**EXERCISE INSTRUCTIONS:** Copy out every line of the records below that contains the word "ball".

[INFORMATION SHOWN start]

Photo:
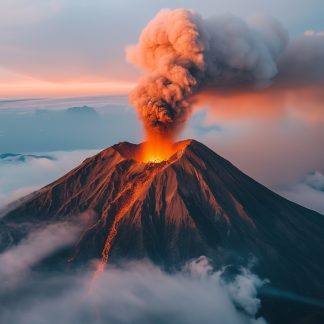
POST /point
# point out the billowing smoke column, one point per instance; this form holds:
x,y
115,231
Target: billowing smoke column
x,y
184,54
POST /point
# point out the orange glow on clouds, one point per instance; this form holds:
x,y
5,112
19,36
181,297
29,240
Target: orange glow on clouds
x,y
31,87
304,103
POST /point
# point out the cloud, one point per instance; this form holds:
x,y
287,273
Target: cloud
x,y
21,178
18,260
309,192
138,293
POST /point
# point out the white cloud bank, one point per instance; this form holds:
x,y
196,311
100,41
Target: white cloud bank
x,y
139,293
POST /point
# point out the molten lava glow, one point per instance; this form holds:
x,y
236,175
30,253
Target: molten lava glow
x,y
157,150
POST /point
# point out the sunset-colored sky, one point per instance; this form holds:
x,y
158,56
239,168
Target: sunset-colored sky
x,y
77,47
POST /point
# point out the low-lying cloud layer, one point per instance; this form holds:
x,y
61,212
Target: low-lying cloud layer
x,y
136,293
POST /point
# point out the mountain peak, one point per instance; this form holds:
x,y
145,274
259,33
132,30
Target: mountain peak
x,y
194,203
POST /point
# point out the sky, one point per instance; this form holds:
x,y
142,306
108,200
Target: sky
x,y
77,47
59,55
56,54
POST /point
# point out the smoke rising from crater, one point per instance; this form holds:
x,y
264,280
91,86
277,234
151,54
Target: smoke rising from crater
x,y
184,54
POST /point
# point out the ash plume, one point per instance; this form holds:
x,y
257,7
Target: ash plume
x,y
184,54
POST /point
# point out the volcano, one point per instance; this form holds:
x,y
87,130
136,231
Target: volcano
x,y
195,203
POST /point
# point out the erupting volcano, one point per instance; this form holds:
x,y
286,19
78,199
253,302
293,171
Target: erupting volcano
x,y
192,203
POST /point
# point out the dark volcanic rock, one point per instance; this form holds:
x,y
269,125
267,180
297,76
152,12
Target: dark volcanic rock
x,y
196,203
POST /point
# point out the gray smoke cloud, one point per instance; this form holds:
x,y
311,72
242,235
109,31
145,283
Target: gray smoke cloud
x,y
184,54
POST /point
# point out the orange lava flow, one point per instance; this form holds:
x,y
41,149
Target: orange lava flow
x,y
138,189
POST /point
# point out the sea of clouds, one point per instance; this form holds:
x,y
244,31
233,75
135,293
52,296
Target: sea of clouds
x,y
137,292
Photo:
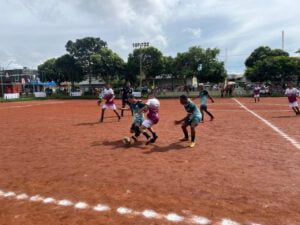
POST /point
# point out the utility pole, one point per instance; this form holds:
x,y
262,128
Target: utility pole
x,y
140,46
282,40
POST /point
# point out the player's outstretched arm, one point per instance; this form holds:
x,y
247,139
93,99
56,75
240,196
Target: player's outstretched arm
x,y
180,121
211,99
143,109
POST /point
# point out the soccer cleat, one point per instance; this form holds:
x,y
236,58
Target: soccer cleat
x,y
153,139
193,144
184,139
148,141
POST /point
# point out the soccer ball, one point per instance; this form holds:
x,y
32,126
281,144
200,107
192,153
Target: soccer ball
x,y
126,140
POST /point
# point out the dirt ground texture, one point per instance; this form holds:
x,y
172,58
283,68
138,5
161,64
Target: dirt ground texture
x,y
240,168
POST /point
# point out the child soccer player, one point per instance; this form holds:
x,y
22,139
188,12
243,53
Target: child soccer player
x,y
152,106
256,93
204,95
292,93
135,106
126,91
108,95
192,119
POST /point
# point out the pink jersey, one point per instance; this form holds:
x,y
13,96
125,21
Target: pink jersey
x,y
256,90
153,114
292,94
108,95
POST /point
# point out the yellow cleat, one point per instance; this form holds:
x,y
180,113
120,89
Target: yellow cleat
x,y
193,144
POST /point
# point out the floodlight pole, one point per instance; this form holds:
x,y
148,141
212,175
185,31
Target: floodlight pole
x,y
141,45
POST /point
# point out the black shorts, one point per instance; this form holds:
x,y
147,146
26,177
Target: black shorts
x,y
125,102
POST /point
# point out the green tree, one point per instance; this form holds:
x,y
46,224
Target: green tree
x,y
69,69
82,50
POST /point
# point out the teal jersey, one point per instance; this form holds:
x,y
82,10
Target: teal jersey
x,y
192,109
136,107
203,97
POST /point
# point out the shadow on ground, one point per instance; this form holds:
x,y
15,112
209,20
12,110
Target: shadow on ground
x,y
171,147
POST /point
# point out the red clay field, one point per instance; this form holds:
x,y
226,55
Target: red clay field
x,y
59,166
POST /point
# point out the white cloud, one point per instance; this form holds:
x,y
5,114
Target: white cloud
x,y
195,32
35,30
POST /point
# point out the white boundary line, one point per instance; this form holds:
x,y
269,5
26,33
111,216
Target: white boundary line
x,y
148,213
31,105
280,132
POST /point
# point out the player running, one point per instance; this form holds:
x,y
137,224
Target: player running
x,y
152,107
192,119
292,93
108,96
138,117
126,91
256,93
204,95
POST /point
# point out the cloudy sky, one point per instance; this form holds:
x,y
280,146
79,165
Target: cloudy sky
x,y
35,30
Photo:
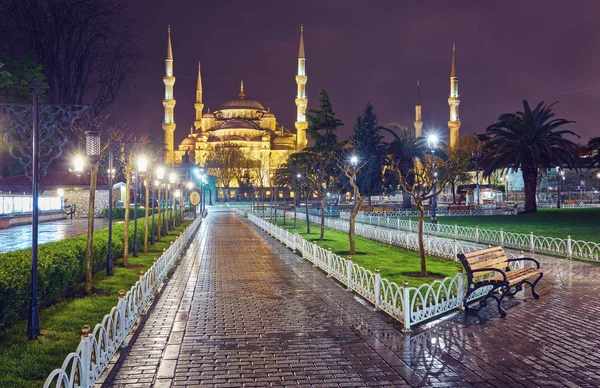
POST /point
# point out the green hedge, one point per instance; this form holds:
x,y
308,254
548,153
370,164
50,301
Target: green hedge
x,y
61,265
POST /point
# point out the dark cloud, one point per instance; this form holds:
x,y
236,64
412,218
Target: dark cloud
x,y
372,51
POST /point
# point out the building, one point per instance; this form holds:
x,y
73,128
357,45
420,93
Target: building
x,y
242,121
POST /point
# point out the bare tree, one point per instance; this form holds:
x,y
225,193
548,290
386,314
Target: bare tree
x,y
86,48
225,163
422,185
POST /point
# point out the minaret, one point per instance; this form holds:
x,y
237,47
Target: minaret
x,y
453,101
198,106
301,100
169,104
418,120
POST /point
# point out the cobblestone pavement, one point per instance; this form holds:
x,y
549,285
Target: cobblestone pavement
x,y
242,310
19,237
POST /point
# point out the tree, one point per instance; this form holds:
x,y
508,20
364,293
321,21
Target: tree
x,y
421,185
127,151
322,125
529,140
16,79
226,162
403,149
322,170
462,160
367,143
86,48
351,171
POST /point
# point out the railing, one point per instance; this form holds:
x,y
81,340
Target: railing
x,y
442,212
409,305
83,367
529,242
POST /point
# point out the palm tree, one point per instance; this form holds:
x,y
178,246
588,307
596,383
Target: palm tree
x,y
528,140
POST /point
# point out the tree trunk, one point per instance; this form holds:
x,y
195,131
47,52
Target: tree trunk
x,y
127,207
420,234
89,262
406,200
306,209
530,187
146,220
159,213
323,203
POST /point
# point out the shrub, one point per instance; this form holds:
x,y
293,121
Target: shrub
x,y
61,265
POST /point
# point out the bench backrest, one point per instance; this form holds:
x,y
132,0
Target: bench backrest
x,y
486,258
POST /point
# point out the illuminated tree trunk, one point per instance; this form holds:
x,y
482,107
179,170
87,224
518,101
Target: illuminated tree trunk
x,y
89,262
146,220
128,169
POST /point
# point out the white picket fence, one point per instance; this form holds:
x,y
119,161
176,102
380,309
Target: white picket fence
x,y
529,242
83,367
409,305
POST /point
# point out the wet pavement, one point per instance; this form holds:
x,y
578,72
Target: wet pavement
x,y
19,237
242,310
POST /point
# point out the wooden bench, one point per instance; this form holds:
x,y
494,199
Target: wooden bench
x,y
490,267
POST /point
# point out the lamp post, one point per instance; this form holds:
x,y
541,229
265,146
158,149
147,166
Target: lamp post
x,y
92,150
354,163
432,142
28,137
160,175
598,176
142,164
111,176
172,181
560,177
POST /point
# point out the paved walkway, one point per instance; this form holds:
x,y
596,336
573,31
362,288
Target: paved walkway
x,y
241,310
19,237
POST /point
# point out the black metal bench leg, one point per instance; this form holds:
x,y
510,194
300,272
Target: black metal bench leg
x,y
505,291
535,294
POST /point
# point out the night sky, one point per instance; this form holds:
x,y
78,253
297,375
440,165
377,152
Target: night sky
x,y
375,51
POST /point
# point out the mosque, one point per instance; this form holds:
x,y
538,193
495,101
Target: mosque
x,y
245,122
242,121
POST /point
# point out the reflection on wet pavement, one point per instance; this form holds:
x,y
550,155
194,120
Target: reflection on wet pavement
x,y
19,237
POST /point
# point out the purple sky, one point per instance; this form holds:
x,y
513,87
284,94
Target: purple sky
x,y
374,51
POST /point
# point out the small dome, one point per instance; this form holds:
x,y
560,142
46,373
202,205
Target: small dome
x,y
242,102
188,141
237,123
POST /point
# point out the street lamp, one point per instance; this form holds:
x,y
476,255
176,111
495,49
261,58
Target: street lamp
x,y
173,181
142,164
354,163
160,176
111,176
560,177
432,142
92,150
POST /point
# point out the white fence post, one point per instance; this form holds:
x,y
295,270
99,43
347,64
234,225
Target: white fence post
x,y
406,306
377,288
531,243
349,273
460,292
86,357
455,252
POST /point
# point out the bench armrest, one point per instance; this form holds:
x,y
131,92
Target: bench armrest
x,y
490,269
537,263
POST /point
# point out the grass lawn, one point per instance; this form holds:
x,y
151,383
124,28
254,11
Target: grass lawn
x,y
580,224
25,363
393,262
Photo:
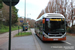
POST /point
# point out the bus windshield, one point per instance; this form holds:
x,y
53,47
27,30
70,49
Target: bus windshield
x,y
55,26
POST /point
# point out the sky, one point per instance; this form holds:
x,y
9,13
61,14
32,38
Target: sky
x,y
33,8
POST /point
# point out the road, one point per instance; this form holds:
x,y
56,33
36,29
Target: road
x,y
69,44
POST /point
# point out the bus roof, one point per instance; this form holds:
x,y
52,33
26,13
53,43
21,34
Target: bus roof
x,y
53,15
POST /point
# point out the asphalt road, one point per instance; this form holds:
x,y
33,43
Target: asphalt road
x,y
69,44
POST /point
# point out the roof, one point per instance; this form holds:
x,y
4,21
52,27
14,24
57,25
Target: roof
x,y
53,15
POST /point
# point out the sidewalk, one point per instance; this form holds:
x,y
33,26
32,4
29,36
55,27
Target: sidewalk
x,y
22,43
5,36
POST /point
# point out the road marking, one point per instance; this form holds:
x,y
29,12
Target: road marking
x,y
68,43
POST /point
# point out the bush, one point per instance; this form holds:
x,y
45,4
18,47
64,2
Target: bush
x,y
69,30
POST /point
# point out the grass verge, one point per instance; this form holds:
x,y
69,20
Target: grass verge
x,y
23,34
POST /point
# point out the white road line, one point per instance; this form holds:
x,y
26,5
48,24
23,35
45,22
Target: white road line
x,y
68,43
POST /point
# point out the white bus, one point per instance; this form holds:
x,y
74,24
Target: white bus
x,y
51,27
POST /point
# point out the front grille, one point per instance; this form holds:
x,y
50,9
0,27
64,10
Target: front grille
x,y
55,34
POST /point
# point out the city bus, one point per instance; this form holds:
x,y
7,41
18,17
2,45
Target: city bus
x,y
51,27
25,26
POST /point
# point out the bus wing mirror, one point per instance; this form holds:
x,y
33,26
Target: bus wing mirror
x,y
43,21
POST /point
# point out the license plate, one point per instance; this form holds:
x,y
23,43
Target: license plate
x,y
55,39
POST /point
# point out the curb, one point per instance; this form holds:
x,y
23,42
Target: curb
x,y
36,43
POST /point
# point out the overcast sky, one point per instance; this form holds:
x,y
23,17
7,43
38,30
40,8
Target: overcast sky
x,y
33,8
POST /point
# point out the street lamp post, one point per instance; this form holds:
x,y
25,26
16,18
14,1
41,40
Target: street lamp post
x,y
72,11
25,12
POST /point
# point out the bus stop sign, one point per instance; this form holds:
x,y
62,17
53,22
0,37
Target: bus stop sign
x,y
13,2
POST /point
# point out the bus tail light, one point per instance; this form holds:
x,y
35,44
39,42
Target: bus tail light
x,y
43,21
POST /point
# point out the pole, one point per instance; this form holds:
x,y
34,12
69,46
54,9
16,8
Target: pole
x,y
25,11
18,30
72,12
10,25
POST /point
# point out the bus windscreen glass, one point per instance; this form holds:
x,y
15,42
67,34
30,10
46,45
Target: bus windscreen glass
x,y
55,25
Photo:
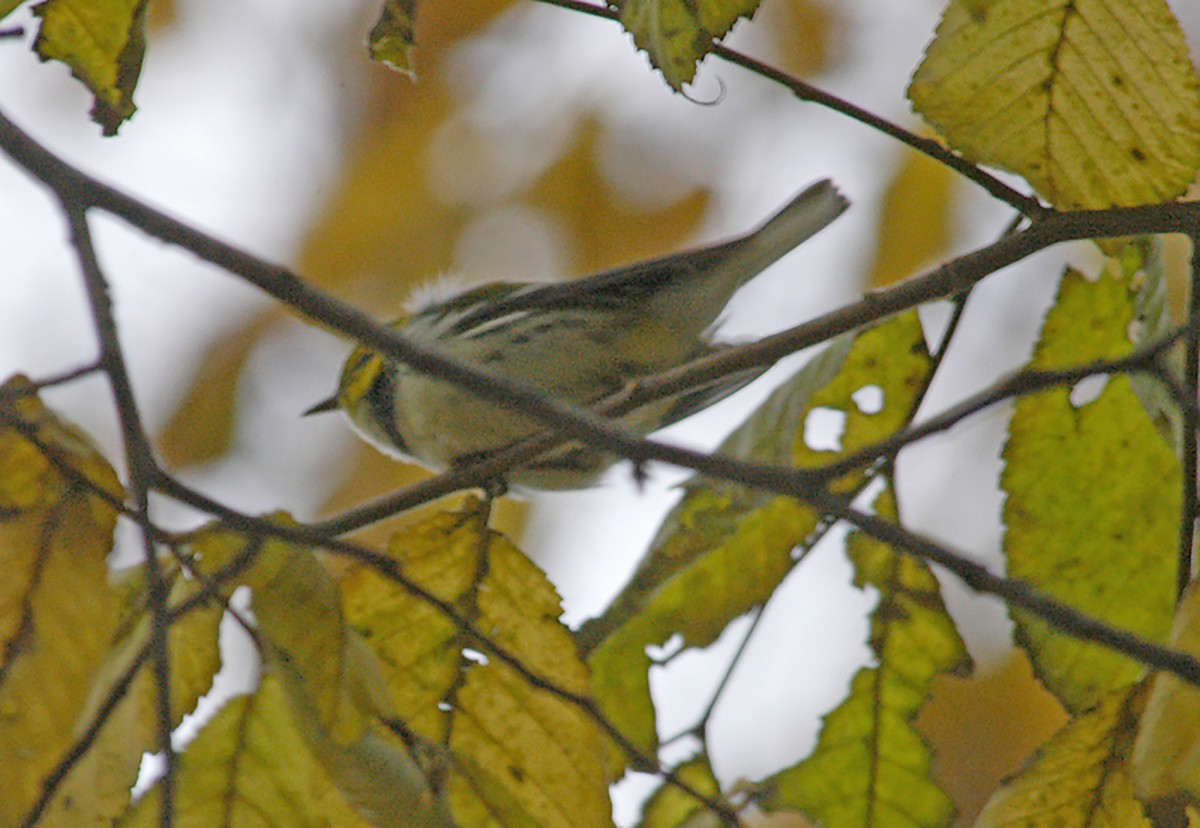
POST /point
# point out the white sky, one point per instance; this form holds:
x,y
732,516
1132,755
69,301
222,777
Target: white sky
x,y
240,130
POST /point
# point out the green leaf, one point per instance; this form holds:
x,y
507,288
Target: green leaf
x,y
58,612
1093,497
677,34
251,766
100,784
103,42
1095,102
725,549
393,36
9,6
870,766
334,684
1080,778
1167,753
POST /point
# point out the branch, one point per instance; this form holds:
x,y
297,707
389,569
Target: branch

[INFORMATION SHOWN end]

**OUTPUT OF THE EXERCISE:**
# point out the soccer ball, one point per instance; this form holds:
Target: soccer ball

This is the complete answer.